任务要求:
1. 用两句话概括关于大规模数据排序的原文。
2. 根据关于大规模数据排序的原文，回答下列问题：
(a) 原文用多少个整数来模拟大数据？
(b) main 函数调用 BigDataSort 时传入的文件名是什么？
(c) 枚举常量 enmMaxFileNameLen 的值是多少？
3. 从关于大规模数据排序的原文末尾接着往下写。

原文:
========================
• C++ 大规模数据排序(100G数据 使用 4G 内存 排序)


    思路很简单,先分段排序,存储到临时文件中,然后合并.

    使用10000个整数来模拟大数据,每次读取100个到内存中.

    #include <stdint.h>
    #include <stdlib.h>
    #include <stdio.h>
    
    enum
    {
        enmMaxFileNameLen = 256,
    };
    
    void SaveArrToFile(int32_t arrInt[], int32_t arrSize, const char *fileName);
    void ReadArrFromFile(int32_t arrInt[], int32_t &arrSize, const int32_t amxArrSize, const char *fileName);
    void ReadArrFromFilePtr(int32_t arrInt[], int32_t &arrSize, const int32_t amxArrSize, FILE *fp);
    void RandomGenArrInt(int32_t arrInt[], int32_t arrSize);
    void RandomGenData(int32_t numberCount);
    void QSort(int32_t arrInt[], int32_t start, int32_t end);
    void BigDataSort(const char *fileName, const int32_t maxNumberInMem);
    int32_t Segment(const char *fileName, const int32_t maxNumberInMem);
    int32_t MergeTwoFile(const char *fileName1, const char *fileName2, const char *fileOut);
    void PrintArrInt(int32_t arr[], int32_t arrSize);
    
    int32_t main()
    {
        RandomGenData(10000);
        BigDataSort("data_10000.txt", 100);
        getchar();
        return 0;
    }
    
    void RandomGenArrInt(int32_t arrInt[], int32_t arrSize)
========================
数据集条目
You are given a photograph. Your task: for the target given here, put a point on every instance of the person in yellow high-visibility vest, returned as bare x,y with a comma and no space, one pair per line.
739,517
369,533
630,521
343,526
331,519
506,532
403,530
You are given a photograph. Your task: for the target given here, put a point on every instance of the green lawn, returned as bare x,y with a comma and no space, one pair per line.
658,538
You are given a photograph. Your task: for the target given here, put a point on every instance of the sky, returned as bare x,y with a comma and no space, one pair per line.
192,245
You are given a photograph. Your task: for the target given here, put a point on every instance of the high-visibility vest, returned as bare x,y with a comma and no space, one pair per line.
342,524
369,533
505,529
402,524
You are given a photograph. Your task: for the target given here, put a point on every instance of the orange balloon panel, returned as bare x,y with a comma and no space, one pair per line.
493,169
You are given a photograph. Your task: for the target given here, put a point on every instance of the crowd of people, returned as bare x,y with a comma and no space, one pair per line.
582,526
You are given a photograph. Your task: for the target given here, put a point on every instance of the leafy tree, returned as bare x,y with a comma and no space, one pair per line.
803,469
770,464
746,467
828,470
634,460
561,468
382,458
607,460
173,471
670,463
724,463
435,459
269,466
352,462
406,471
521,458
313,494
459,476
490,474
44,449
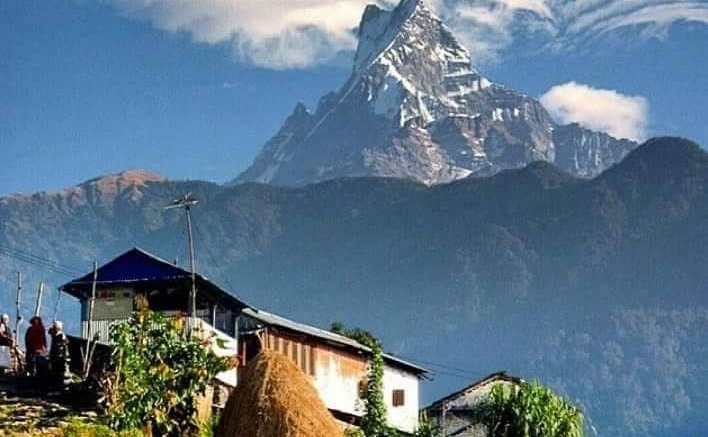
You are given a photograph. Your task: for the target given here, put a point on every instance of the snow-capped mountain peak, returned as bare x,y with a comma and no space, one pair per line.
415,107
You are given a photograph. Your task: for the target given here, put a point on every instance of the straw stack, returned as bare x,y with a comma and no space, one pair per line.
274,399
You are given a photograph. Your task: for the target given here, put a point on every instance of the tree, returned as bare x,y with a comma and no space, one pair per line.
530,410
374,423
157,373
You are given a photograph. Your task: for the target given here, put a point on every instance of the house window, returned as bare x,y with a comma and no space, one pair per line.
313,360
363,386
399,398
303,358
286,347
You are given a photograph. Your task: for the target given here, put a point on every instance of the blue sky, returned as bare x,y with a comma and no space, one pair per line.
191,90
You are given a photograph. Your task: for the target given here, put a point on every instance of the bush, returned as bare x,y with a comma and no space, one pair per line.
530,410
158,371
80,429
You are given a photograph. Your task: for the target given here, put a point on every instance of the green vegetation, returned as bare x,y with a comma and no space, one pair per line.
530,410
427,427
158,373
81,429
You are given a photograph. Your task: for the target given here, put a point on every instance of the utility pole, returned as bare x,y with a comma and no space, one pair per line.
18,307
186,202
38,303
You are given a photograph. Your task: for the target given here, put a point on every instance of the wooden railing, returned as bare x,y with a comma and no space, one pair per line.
228,348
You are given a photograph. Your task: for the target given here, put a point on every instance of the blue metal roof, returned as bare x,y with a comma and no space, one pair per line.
133,265
137,265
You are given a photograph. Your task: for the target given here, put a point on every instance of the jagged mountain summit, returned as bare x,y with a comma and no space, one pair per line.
415,107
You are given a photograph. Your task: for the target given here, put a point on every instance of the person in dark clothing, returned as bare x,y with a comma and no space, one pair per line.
58,352
35,345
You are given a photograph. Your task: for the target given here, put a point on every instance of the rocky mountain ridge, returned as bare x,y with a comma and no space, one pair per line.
414,107
597,287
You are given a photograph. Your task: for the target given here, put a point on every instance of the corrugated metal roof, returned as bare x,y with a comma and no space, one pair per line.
497,376
278,321
139,266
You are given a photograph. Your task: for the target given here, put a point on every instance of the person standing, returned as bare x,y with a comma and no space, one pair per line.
35,345
58,352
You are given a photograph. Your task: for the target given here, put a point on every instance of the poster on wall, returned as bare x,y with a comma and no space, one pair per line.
113,304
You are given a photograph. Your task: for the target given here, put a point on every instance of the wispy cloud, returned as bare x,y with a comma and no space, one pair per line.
268,33
301,33
620,115
489,27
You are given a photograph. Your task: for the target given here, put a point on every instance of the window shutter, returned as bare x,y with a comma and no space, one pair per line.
398,398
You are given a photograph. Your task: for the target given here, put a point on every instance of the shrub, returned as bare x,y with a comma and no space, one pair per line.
80,429
530,410
158,370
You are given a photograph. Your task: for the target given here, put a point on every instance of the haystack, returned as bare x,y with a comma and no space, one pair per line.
========================
结果:
1. 原文介绍用 C++ 在 4G 内存下对 100G 数据排序的做法：先分段排序并存入临时文件，再进行合并。示例用 10000 个整数模拟大数据，每次只读取 100 个到内存中。

2.
(a) 10000 个
(b) "data_10000.txt"
(c) 256

3.
    {
        for (int32_t i = 0; i < arrSize; ++i)
        {
            arrInt[i] = i + 1;
        }
        for (int32_t i = 1; i <= arrSize; ++i)
        {
            int32_t m = rand() % arrSize;
            int32_t n = rand() % arrSize;
            int32_t tmp = arrInt[m];
            arrInt[m] = arrInt[n];
            arrInt[n] = tmp;
        }
    }
    
    void SaveArrToFile(int32_t arrInt[], int32_t arrSize, const char *fileName)
    {
        FILE *fp = NULL;
        fopen_s(&fp, fileName, "w");
        if (!fp)
        {
            printf("open %s failed!
    ", fileName);
            return;
        }
        for (int32_t i = 0; i < arrSize; ++i)
        {
            fprintf_s(fp, "%d,", arrInt[i]);
        }
        fclose(fp);
        printf("save %s 
    ", fileName);
    }
    
    void RandomGenData(int32_t numberCount)
    {
        int32_t *arr = new int32_t[numberCount];
        RandomGenArrInt(arr, numberCount);
        char fileName[enmMaxFileNameLen] = { 0 };
        sprintf_s(fileName, enmMaxFileNameLen,"data_%d.txt", numberCount);
        SaveArrToFile(arr, numberCount, fileName);
    }
    
    void QSort(int32_t arrInt[], int32_t start, int32_t end)
    {
        if (start >= end){ return; }
        int32_t i = start, j = end;
        int32_t tmp = arrInt[i];
        while (i < j)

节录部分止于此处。